Point-per-instance localization data:
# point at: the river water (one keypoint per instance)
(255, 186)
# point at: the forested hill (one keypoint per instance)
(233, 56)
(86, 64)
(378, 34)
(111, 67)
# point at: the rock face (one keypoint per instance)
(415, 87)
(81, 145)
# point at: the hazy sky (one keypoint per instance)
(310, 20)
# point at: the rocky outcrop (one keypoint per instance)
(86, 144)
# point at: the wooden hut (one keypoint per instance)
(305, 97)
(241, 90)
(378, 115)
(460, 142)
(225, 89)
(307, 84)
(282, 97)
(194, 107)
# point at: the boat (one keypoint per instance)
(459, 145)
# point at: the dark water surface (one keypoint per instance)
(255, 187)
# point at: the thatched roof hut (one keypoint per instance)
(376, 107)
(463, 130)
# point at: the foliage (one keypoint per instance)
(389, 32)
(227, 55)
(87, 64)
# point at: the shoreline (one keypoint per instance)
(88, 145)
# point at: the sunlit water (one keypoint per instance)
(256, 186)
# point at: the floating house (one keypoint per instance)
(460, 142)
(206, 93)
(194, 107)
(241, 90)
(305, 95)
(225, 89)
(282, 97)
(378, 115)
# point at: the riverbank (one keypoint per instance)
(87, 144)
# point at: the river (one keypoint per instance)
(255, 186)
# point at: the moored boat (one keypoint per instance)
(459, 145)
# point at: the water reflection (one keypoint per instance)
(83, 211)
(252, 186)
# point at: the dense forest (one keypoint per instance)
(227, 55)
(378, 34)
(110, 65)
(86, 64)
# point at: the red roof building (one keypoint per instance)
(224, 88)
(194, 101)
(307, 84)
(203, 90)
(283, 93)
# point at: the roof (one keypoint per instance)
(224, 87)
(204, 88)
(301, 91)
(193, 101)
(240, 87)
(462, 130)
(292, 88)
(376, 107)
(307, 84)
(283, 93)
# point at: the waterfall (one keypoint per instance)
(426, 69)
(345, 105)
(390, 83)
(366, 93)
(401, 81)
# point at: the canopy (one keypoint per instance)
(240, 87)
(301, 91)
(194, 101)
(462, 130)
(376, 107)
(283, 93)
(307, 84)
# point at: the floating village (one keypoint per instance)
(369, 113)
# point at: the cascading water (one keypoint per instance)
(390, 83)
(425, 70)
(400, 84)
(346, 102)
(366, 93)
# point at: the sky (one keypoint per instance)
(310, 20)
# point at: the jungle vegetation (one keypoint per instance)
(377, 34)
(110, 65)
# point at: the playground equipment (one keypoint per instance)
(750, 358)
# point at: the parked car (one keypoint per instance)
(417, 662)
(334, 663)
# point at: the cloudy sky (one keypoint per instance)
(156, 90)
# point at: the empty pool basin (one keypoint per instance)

▶ _Exercise details_: Output all of the records above exactly as they appear.

▶ _Answer space_:
# point at: the river water (one keypoint per instance)
(255, 186)
# point at: the forested hill (one keypoint per instance)
(233, 56)
(86, 64)
(378, 34)
(111, 67)
# point at: the rock face (one keypoint per instance)
(415, 87)
(81, 145)
# point at: the hazy sky (one keypoint per instance)
(310, 20)
# point at: the rocky outcrop (one keypoint per instance)
(86, 144)
# point at: the wooden hut (one keypoint per instance)
(305, 97)
(241, 90)
(378, 115)
(460, 142)
(225, 89)
(307, 84)
(282, 97)
(194, 107)
# point at: the boat (one keypoint per instance)
(459, 145)
# point at: the dark water surface (one keypoint per instance)
(255, 187)
# point at: the thatched roof hut (one keypoint per instance)
(376, 107)
(463, 130)
# point at: the foliage (one keypoint per instance)
(389, 32)
(227, 55)
(87, 64)
# point at: the shoreline (one keypoint per instance)
(88, 145)
# point at: the sunlit water (one keypoint per instance)
(256, 186)
# point at: the floating house (one keypoint per instance)
(460, 142)
(206, 93)
(194, 107)
(241, 90)
(305, 95)
(225, 89)
(282, 97)
(378, 115)
# point at: the riverbank (one keypoint per instance)
(87, 144)
# point at: the river (one keypoint per instance)
(255, 186)
# point at: the moored boat (one keypoint per instance)
(459, 145)
# point at: the water reflection (one keypoint per instance)
(83, 211)
(252, 186)
# point at: the dense forest (one keypoint per instance)
(227, 55)
(378, 34)
(110, 65)
(86, 64)
# point at: the red roof building (one keypoint per instance)
(224, 88)
(194, 101)
(307, 84)
(203, 90)
(283, 93)
# point at: the roof (one keypoint per instance)
(224, 87)
(204, 88)
(301, 91)
(193, 101)
(240, 87)
(462, 130)
(292, 88)
(376, 107)
(307, 84)
(283, 93)
# point at: the waterfall (one keypoint per instance)
(426, 69)
(345, 105)
(390, 83)
(366, 93)
(401, 81)
# point at: the canopy (one keypoint per instance)
(240, 87)
(301, 91)
(194, 101)
(462, 130)
(376, 107)
(283, 93)
(307, 84)
# point at: the floating village (one keypoint per instance)
(369, 113)
# point at: the cascading water (one keypoint per instance)
(390, 83)
(425, 70)
(400, 84)
(346, 102)
(366, 93)
# point at: the sky (one keypoint per instance)
(310, 20)
# point at: the jungle vegetation (one keypoint per instance)
(377, 34)
(110, 65)
# point at: the playground equipment (one keypoint per instance)
(750, 358)
# point at: the parked car (one keypoint per instance)
(417, 662)
(334, 663)
# point at: the cloudy sky (one keypoint per instance)
(156, 90)
# point at: the empty pool basin (one keypoint per instance)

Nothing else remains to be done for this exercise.